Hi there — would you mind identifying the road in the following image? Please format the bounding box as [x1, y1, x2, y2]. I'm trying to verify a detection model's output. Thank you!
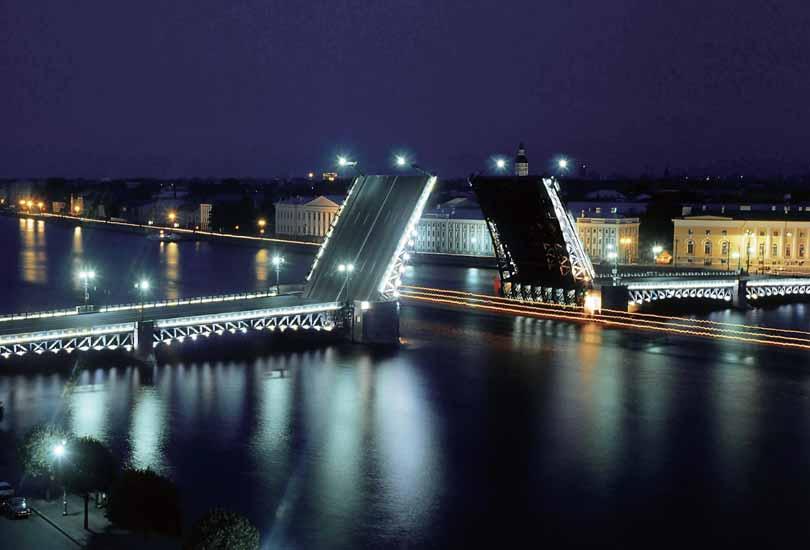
[0, 514, 78, 550]
[304, 175, 432, 302]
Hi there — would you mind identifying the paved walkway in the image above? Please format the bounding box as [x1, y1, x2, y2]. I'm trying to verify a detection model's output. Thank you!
[30, 493, 179, 549]
[30, 493, 110, 546]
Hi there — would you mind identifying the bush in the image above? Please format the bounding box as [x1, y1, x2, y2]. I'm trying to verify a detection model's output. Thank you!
[184, 508, 260, 550]
[107, 468, 181, 536]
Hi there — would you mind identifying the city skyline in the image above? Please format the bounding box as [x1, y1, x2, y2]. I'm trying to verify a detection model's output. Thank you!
[3, 1, 810, 178]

════════════════════

An exact copy of the entries above is needed, with the pictures removed.

Hi there — would you mind identifying the road in the following image? Please format the bounding box as [x1, y1, x2, y2]. I'm trying to verify a detection model's output. Thank you!
[0, 514, 78, 550]
[304, 175, 432, 302]
Hi there — would you mind identifying the paved walkway in the image above? Please format the bounding box as [x1, y1, x2, y2]. I'm trying to verify a detection model's output. Thank you!
[30, 493, 179, 549]
[30, 493, 110, 546]
Hi there — would you mind identifying the bush in the image above? Please format the bounding box as [x1, y1, x2, y2]. I'm trying to verify a detection model's output. Thank you!
[184, 508, 260, 550]
[107, 468, 181, 536]
Hi there — would you mind identifying the city skyline in the image above? Please format the bounding box as [x1, y1, x2, y2]. I'm trying to verify a detection model's output. Thank you!
[3, 1, 810, 178]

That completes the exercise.